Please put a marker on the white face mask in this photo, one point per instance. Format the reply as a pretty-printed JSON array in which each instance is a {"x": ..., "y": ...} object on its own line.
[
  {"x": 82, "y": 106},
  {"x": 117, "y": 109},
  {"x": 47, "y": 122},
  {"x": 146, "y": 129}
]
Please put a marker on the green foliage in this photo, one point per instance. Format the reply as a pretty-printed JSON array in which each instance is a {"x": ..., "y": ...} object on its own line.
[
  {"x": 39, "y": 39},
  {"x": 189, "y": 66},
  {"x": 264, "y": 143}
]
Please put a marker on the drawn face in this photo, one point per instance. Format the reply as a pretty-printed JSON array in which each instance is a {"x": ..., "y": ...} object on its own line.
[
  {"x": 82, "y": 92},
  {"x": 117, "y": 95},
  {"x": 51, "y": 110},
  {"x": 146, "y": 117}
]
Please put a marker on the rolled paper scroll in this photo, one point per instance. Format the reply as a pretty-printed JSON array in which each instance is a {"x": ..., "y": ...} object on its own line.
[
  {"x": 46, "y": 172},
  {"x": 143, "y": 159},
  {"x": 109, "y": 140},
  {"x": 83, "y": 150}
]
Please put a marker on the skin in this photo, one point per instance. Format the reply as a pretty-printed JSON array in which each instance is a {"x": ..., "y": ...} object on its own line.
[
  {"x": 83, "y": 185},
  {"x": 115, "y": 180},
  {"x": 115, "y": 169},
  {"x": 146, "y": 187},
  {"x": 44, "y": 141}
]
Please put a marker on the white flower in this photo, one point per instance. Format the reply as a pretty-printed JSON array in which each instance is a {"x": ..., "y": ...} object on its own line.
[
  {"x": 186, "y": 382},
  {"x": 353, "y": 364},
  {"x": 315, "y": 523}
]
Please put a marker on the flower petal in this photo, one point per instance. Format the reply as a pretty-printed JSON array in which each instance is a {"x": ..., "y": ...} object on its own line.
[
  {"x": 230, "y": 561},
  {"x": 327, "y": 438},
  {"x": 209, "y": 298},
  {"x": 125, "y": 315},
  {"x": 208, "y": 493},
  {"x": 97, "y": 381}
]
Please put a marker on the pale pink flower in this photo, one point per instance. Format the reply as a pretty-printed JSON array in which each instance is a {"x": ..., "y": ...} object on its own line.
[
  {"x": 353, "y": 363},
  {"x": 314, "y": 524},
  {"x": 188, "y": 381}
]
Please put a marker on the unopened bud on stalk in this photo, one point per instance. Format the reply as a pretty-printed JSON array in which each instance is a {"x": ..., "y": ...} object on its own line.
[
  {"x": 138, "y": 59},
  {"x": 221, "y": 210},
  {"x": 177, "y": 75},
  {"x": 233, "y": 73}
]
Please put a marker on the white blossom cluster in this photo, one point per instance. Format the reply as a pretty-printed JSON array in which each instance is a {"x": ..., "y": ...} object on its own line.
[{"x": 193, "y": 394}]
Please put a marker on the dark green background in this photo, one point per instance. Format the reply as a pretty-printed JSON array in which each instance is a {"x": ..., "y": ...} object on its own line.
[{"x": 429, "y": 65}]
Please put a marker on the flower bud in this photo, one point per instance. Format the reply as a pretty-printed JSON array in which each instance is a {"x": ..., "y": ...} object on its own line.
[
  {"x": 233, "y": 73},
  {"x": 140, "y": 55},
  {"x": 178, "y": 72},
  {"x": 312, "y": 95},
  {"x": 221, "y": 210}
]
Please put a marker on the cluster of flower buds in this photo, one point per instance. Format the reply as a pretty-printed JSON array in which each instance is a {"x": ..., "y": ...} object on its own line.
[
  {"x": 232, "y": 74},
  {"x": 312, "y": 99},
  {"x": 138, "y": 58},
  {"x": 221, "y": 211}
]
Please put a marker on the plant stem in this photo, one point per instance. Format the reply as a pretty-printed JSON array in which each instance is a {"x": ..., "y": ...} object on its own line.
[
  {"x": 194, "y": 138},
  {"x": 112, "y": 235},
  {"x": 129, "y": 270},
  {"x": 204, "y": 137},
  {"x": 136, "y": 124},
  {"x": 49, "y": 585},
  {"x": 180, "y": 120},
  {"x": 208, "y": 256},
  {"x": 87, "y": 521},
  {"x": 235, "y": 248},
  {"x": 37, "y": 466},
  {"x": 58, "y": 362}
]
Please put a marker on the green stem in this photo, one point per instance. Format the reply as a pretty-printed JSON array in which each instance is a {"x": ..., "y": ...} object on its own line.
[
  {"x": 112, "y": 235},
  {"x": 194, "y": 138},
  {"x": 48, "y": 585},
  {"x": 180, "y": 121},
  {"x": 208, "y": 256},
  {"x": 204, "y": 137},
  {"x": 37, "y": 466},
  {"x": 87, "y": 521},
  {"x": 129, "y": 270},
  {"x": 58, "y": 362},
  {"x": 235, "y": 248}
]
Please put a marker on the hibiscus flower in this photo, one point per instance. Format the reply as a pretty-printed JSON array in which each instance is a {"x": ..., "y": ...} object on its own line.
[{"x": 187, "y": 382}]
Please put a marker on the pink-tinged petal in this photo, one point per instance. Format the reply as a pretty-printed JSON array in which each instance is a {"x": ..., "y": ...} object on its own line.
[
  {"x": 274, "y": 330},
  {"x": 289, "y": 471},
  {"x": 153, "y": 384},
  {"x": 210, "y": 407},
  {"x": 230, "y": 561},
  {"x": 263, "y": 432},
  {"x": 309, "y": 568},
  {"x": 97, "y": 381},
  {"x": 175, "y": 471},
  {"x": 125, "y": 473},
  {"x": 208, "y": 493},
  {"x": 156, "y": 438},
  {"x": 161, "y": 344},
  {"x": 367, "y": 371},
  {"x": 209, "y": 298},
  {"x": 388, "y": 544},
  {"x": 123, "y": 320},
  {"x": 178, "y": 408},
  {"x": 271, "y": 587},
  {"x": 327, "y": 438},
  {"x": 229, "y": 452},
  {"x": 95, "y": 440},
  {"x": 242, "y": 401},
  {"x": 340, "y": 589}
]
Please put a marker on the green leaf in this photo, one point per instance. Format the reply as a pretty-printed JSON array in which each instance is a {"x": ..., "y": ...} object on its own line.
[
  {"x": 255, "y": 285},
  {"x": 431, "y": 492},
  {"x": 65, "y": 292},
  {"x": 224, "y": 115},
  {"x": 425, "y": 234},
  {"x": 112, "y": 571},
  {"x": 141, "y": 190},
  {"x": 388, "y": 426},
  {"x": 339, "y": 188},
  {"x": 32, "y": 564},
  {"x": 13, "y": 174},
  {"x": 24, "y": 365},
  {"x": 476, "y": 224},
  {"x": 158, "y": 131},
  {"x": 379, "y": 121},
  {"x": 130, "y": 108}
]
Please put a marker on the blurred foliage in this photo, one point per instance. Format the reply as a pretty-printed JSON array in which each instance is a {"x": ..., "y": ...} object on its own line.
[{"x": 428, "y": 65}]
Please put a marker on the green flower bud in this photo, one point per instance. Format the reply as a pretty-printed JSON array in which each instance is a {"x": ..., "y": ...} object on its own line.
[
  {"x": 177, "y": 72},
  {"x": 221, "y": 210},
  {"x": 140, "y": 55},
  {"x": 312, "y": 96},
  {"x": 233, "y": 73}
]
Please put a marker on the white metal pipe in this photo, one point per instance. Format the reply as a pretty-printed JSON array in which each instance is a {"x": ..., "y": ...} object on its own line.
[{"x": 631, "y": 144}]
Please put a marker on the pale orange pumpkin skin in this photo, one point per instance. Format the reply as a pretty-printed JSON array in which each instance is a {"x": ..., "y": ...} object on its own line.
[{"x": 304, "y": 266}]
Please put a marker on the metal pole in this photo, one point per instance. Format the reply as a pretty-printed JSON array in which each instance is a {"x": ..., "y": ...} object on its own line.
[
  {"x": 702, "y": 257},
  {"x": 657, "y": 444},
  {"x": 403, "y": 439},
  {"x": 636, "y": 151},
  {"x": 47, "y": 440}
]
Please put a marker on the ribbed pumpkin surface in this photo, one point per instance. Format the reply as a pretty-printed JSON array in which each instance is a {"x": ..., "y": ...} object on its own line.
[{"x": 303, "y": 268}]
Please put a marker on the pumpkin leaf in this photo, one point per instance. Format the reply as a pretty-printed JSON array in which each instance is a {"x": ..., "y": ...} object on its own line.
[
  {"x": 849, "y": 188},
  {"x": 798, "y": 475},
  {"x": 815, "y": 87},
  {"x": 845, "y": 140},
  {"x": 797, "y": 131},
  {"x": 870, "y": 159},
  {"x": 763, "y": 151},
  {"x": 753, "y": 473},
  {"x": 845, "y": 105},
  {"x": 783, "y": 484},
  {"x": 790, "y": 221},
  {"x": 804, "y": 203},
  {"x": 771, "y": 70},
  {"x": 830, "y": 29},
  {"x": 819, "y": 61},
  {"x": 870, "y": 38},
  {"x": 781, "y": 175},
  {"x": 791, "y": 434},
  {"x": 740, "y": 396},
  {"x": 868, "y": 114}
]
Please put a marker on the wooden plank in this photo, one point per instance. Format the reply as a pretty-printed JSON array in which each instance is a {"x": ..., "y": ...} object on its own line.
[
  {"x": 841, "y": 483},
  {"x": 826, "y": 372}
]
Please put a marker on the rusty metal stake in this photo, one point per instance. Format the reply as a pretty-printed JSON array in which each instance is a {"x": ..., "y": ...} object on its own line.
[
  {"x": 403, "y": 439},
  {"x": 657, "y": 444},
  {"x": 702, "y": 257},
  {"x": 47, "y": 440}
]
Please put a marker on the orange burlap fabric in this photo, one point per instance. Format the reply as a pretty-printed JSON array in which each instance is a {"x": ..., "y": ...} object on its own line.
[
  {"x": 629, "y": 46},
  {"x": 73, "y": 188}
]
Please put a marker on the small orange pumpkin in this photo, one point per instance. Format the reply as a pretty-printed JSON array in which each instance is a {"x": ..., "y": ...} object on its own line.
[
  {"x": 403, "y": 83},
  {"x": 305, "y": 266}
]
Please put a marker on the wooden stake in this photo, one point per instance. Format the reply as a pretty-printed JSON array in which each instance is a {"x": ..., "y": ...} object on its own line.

★ ★ ★

Rescale the stretch from the line containing "Please put a marker on the rusty" through the end of the records, repeating every line, requests included. Multiply each x and y coordinate in the answers by 0.45 and round it to a whole number, with halves rounded up.

> [FINAL ANSWER]:
Please put a marker on the rusty metal stake in this photo, one point per instance. Format the reply as a pretty-printed JSON array in which each instance is a {"x": ..., "y": ...} object on its own line.
[
  {"x": 181, "y": 198},
  {"x": 296, "y": 200},
  {"x": 316, "y": 116},
  {"x": 21, "y": 198}
]
Please put a marker on the orange burlap fabric in this photo, one point per instance. Format the reply as a pretty-printed JSON array in which each instance is a {"x": ..., "y": ...} object on its own line.
[
  {"x": 283, "y": 21},
  {"x": 33, "y": 85}
]
Please put a marker on the small orange pumpkin in this photo, one point per instance. Format the reply as a pretty-printed JSON array in which each instance is a {"x": ..., "y": ...} object on its own line.
[
  {"x": 181, "y": 37},
  {"x": 137, "y": 120}
]
Please put a marker on the wooden stake in this photo, one point per instance. Format the reply as a pretty-printed JSON array in which each instance is a {"x": ..., "y": ...} object on its own line.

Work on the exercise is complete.